Problem description -
Reproduce the passage of the review of Islet's Illuminated People from "Portentous ebbs of" up to and including "in several eternities.".

::: Text block

For a band so enthused, intrigued, and engrossed by mixed media collage it'd seem entirely appropriate that Islet's debut full-length and our first real glimpse into the Cardiff outfit's well-oiled inner workings, Illuminated People, should represent yet another mixed media collage, albeit in audio aesthetic. And in truth, this particular composition is as unmissable as any furore-inducing Hockney veneration.
Portentous ebbs of abrasion are offset by the calming coos of Emma Daman on audaciously expansive opener Libra Man, providing an initiation that gives away little to nothing as to that which is to follow over the coming fifty-odd minutes. Again, given that the pigeonhole-quashing quartet constructed a formidable fanbase and sparked rabid obsession without whipping up any such ballyhoo and hullabaloo via contrived social media channels, this initial keeping of cards close to well-woollen chest succinctly befits Wales' bestest band in several eternities.

::::::
::: Listed entries

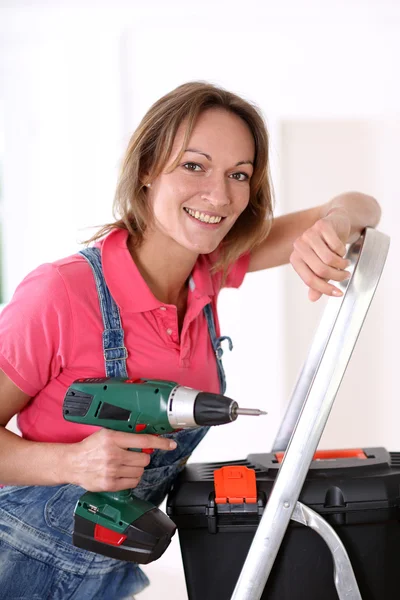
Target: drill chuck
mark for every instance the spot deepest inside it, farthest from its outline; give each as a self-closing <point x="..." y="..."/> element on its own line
<point x="214" y="409"/>
<point x="190" y="408"/>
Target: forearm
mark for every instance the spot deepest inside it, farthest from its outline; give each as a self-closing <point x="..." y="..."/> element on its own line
<point x="361" y="209"/>
<point x="32" y="463"/>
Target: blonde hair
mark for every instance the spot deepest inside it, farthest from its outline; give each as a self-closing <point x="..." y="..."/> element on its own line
<point x="149" y="150"/>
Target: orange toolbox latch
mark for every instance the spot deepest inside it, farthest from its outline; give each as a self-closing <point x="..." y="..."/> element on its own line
<point x="235" y="485"/>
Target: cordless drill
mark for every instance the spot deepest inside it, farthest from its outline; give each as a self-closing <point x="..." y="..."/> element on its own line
<point x="118" y="524"/>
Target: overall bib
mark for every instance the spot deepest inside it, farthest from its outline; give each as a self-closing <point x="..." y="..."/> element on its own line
<point x="37" y="558"/>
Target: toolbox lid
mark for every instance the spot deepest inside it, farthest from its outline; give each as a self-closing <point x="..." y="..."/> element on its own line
<point x="344" y="490"/>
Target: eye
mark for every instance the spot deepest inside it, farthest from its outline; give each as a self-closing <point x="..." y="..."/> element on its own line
<point x="192" y="167"/>
<point x="240" y="176"/>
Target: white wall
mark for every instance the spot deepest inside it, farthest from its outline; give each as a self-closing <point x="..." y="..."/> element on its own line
<point x="76" y="79"/>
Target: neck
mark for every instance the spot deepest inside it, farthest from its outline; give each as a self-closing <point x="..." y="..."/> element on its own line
<point x="166" y="270"/>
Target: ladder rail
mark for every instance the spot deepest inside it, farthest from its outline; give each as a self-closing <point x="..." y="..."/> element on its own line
<point x="319" y="383"/>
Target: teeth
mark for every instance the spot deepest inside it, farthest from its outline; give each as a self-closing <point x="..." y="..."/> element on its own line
<point x="202" y="216"/>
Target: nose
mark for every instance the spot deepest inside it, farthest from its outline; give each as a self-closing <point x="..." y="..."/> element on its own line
<point x="217" y="193"/>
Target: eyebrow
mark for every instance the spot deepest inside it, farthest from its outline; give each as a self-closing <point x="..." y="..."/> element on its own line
<point x="241" y="162"/>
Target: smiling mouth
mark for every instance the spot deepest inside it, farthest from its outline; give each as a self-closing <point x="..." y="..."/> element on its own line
<point x="203" y="217"/>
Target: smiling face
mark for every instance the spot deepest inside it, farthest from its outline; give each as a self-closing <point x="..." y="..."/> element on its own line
<point x="196" y="204"/>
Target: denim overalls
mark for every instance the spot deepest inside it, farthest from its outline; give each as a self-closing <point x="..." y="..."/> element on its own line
<point x="37" y="558"/>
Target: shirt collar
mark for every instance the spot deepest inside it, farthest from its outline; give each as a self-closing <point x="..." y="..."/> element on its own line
<point x="126" y="284"/>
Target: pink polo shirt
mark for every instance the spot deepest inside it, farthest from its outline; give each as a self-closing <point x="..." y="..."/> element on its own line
<point x="51" y="333"/>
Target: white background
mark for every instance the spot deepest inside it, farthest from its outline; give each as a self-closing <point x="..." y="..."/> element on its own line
<point x="76" y="78"/>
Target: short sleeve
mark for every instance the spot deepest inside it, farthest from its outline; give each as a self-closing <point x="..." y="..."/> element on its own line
<point x="36" y="330"/>
<point x="237" y="271"/>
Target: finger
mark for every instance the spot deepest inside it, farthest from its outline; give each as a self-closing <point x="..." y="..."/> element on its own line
<point x="313" y="295"/>
<point x="318" y="266"/>
<point x="133" y="472"/>
<point x="311" y="279"/>
<point x="134" y="440"/>
<point x="134" y="459"/>
<point x="331" y="237"/>
<point x="324" y="252"/>
<point x="123" y="483"/>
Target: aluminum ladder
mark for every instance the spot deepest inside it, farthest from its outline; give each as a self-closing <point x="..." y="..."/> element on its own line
<point x="305" y="420"/>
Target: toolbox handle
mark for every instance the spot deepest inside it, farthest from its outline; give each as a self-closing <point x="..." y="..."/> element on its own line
<point x="331" y="454"/>
<point x="311" y="404"/>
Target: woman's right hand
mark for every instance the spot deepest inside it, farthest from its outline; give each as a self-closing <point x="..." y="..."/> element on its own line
<point x="102" y="462"/>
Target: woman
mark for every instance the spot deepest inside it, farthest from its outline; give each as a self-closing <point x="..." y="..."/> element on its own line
<point x="195" y="214"/>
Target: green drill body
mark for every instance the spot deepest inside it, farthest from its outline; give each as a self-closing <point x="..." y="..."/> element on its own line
<point x="131" y="405"/>
<point x="117" y="524"/>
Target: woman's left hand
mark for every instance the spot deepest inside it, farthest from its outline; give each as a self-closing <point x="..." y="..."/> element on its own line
<point x="317" y="255"/>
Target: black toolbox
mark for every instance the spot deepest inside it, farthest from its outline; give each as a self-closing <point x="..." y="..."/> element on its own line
<point x="357" y="495"/>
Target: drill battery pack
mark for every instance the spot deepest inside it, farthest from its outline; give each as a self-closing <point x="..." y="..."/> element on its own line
<point x="217" y="508"/>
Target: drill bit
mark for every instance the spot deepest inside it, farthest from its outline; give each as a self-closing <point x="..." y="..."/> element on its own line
<point x="254" y="412"/>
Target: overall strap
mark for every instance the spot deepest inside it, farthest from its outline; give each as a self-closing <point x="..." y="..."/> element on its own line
<point x="114" y="351"/>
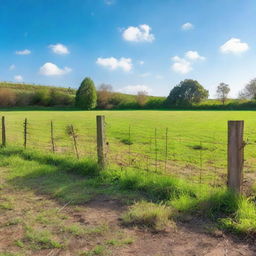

::::::

Response to this exercise -
Portentous ebbs of abrasion are offset by the calming coos of Emma Daman on audaciously expansive opener Libra Man, providing an initiation that gives away little to nothing as to that which is to follow over the coming fifty-odd minutes. Again, given that the pigeonhole-quashing quartet constructed a formidable fanbase and sparked rabid obsession without whipping up any such ballyhoo and hullabaloo via contrived social media channels, this initial keeping of cards close to well-woollen chest succinctly befits Wales' bestest band in several eternities.